OBJECTIVE - Please rewrite every line of the items starting at the line that contains "locate the truck tailgate in the photo above" and ending at the last line of the items, multiplying each coordinate in the answers by 0.4 and rounding to whole numbers, with halves rounded up. Leave all other text in those lines unchanged.

[Start of PROVIDED RECORDS]

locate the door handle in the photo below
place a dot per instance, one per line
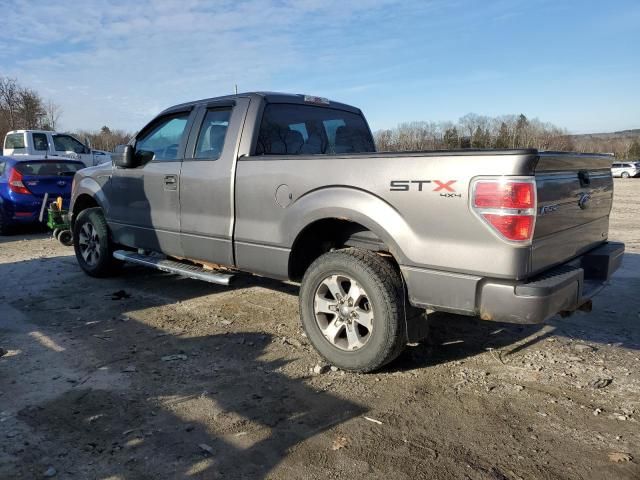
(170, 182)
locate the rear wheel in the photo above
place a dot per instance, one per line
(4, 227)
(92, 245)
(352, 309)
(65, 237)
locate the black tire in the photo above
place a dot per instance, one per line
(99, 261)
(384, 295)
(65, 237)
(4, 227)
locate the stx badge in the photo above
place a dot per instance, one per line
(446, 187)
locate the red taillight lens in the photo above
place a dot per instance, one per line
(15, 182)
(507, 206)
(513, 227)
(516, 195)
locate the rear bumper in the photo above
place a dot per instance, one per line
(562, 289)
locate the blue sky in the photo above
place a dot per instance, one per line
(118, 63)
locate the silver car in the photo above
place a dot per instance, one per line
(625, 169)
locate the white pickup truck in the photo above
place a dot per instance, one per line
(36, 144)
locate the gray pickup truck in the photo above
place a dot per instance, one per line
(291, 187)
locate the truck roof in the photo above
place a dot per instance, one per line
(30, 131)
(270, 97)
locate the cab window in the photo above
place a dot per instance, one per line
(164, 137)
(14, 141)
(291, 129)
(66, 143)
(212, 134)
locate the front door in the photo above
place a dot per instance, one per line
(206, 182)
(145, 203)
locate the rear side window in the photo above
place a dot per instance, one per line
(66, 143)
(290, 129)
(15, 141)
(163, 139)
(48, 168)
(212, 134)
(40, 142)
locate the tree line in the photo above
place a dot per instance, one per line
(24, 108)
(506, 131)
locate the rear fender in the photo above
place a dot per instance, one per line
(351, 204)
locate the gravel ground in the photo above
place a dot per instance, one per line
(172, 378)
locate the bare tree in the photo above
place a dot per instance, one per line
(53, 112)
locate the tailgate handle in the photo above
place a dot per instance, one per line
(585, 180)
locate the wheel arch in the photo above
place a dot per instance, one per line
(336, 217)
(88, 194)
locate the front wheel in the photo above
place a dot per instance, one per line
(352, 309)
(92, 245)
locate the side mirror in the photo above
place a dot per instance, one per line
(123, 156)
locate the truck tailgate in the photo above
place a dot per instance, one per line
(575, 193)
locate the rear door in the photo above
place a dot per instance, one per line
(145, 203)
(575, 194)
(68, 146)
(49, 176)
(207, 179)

[End of PROVIDED RECORDS]

OUTPUT FOR THIS TASK -
locate the truck tailgate in the photo above
place a dot per instance, one per line
(230, 77)
locate the rear door in the photo above
place a dot per instance, one per line
(58, 81)
(230, 78)
(27, 58)
(20, 70)
(83, 72)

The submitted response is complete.